TEXT UNDER STUDY:

Court allows PA school district to continue unwritten policy that violates student privacy

On Friday, August 25, 2017, the United States District Court for the Eastern District of Pennsylvania ruled that the Boyertown Area School District can continue to violate the bodily privacy rights of their students.

Boyertown school officials failed to respect the privacy rights that all students have under the U.S. Constitution and Pennsylvania law to use bathrooms and locker rooms without members of the opposite sex present. The court ruling late Friday, denying the relief requested by the students, will allow students of the opposite biological sex to use sex-specific facilities based on how they self-identify.

Read the legal brief in support of this lawsuit.

INFORMATION SHOWN:
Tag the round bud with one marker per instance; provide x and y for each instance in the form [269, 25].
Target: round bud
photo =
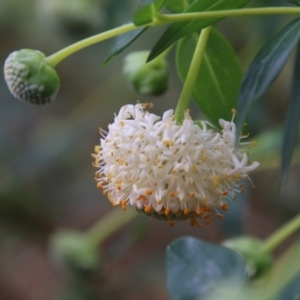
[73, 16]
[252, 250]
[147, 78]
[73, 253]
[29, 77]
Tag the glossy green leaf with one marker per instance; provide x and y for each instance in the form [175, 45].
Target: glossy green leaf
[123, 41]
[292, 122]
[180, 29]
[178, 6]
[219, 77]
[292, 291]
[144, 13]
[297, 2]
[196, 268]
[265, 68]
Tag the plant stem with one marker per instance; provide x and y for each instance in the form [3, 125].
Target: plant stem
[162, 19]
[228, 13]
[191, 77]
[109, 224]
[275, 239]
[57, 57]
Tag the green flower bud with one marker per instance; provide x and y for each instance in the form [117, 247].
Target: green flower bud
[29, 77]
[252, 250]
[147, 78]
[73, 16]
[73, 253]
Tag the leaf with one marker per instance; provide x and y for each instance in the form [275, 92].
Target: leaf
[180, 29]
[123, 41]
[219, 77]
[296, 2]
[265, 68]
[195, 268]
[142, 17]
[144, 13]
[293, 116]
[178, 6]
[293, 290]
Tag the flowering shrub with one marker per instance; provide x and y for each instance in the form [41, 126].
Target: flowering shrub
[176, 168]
...
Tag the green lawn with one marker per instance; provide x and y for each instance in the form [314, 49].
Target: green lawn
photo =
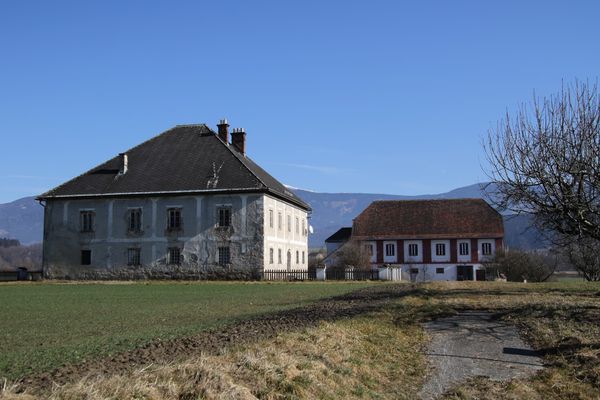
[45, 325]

PROBLEM STATEMENT: Could you continue the report on the Boyertown Area School District privacy ruling from where it stops? These entries are drawn from a different source than the text.

RESPONSE BOX:
Jeremy Samek, Senior Counsel for the Independence Law Center and part of the legal team representing the four students involved in this lawsuit, had this to say:

“The district’s new policy permits a student to unilaterally eliminate the privacy rights of other students based simply on that student’s beliefs about gender. A person’s privacy rights are theirs and theirs alone. Beliefs about gender shouldn’t be a license to violate privacy inside boys’ or girls’ locker rooms and restrooms. That defeats the very purpose of sex-separated facilities.”

The legal team, involving Independence Law Center and Alliance Defending Freedom, plans to appeal this ruling.